— TAREFAS A REALIZAR —
(a) Reproduza fielmente, do excerto sobre falsidade informática, o trecho que vai desde "Sustenta o recorrente" até "Apreciemos.".
(b) Indique se cada afirmação seguinte está de acordo com o excerto sobre falsidade informática, respondendo sim ou não e citando literalmente as palavras do texto que o decidem: (i) o n.º 1 prevê pena de prisão até 5 anos ou multa de 120 a 600 dias; (ii) o n.º 3 exige a intenção de provocar engano nas relações jurídicas; (iii) a definição de dados informáticos exclui os programas.

— EXCERTO DO TEXTO —
---------------

Sustenta o recorrente que dos factos provados não resultam todos os pressupostos do crime de falsidade informática p. e p. pelo artigo 3º, nºs 1 e 3 da Lei nº 109/2009, de 15.09.
Apreciemos.
Dispõe o artigo 3º, nºs 1 e 3 da Lei nº 109/2009, de 15.09 que:
“1. Quem, com intenção de provocar engano nas relações jurídicas, introduzir, modificar, apagar ou suprimir dados informáticos ou por qualquer outra forma interferir num tratamento informático de dados, produzindo dados ou documentos não genuínos, com a intenção de que estes sejam considerados ou utilizados para finalidades juridicamente relevantes como se o fossem, é punido com pena de prisão até 5 anos ou multa de 120 a 600 dias.”
3. Quem, actuando com intenção de causar prejuízo a outrem ou de obter um benefício ilegítimo, para si ou para terceiro, usar documento produzido a partir de dados informáticos que foram objecto dos actos referidos no n.º 1 ou cartão ou outro dispositivo no qual se encontrem registados ou incorporados os dados objecto dos actos referidos no número anterior, é punido com as penas previstas num e noutro número, respectivamente.”
Sendo, “dados informático”s, na definição da alínea b), do artigo 2.º da mesma lei, qualquer representação de factos, informações ou conceitos sob uma forma susceptível de processamento num sistema informático, incluindo os programas aptos a fazerem um sistema informático executar uma função”.

---------------

— SECÇÃO DE DADOS —
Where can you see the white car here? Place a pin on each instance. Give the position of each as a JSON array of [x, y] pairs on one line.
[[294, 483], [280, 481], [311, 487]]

---------------

— RESPOSTAS ESPERADAS —
(a)
Sustenta o recorrente que dos factos provados não resultam todos os pressupostos do crime de falsidade informática p. e p. pelo artigo 3º, nºs 1 e 3 da Lei nº 109/2009, de 15.09.
Apreciemos.

(b)
(i) Sim: "é punido com pena de prisão até 5 anos ou multa de 120 a 600 dias".
(ii) Não: "actuando com intenção de causar prejuízo a outrem ou de obter um benefício ilegítimo".
(iii) Não: "incluindo os programas aptos a fazerem um sistema informático executar uma função".